Problem requirements:
Locate each line in the records below that contains the word "instance" and copy every such line in full. The match is case-sensitive.

Data for the task:
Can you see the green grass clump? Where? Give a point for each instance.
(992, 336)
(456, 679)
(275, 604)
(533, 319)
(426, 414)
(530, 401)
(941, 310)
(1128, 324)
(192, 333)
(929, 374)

* * *

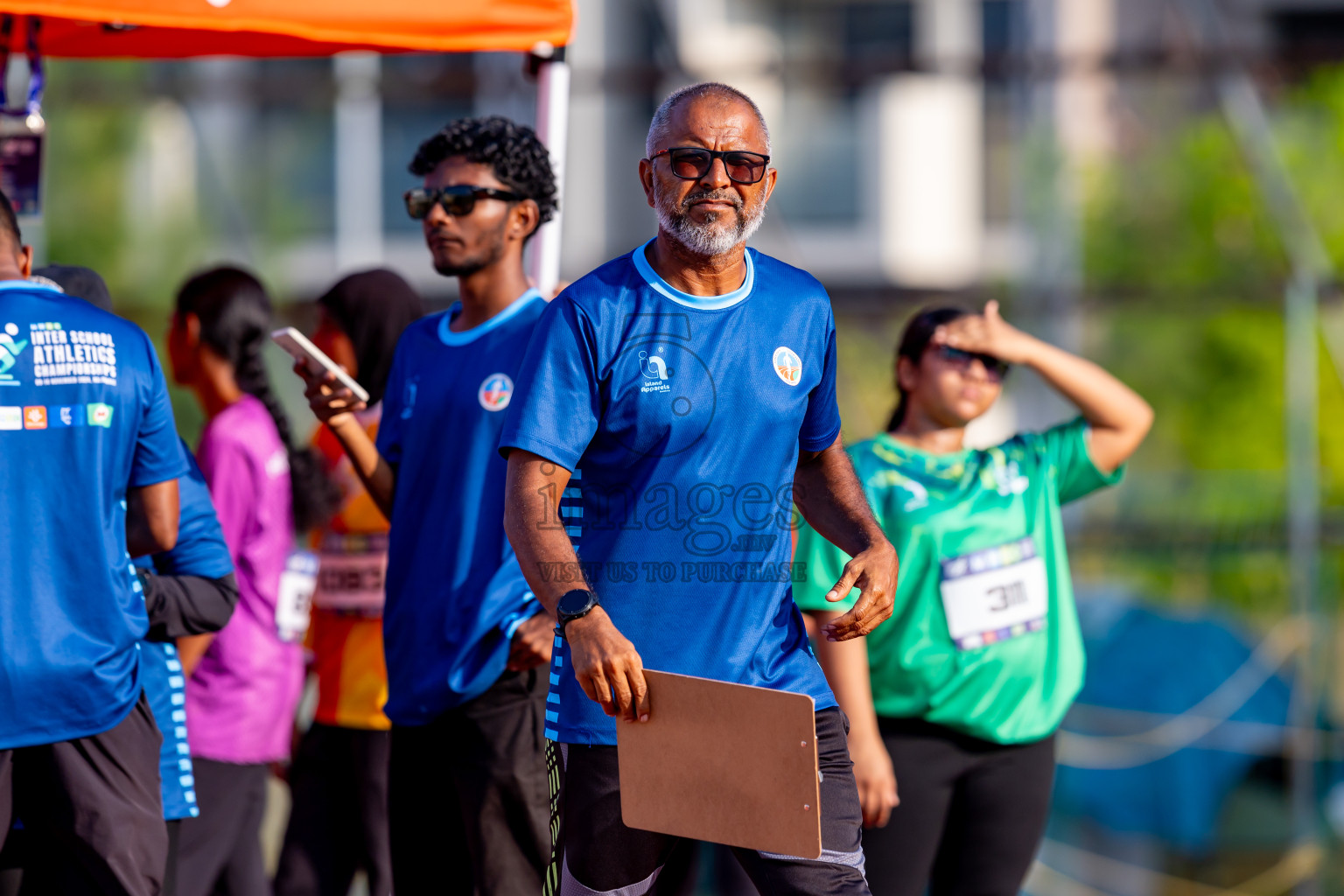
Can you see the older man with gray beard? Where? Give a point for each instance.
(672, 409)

The response:
Can you see the green grass clump? Where? Give a point for each instance.
Can you see the older man with gray beard? Where? Give a point for each instance.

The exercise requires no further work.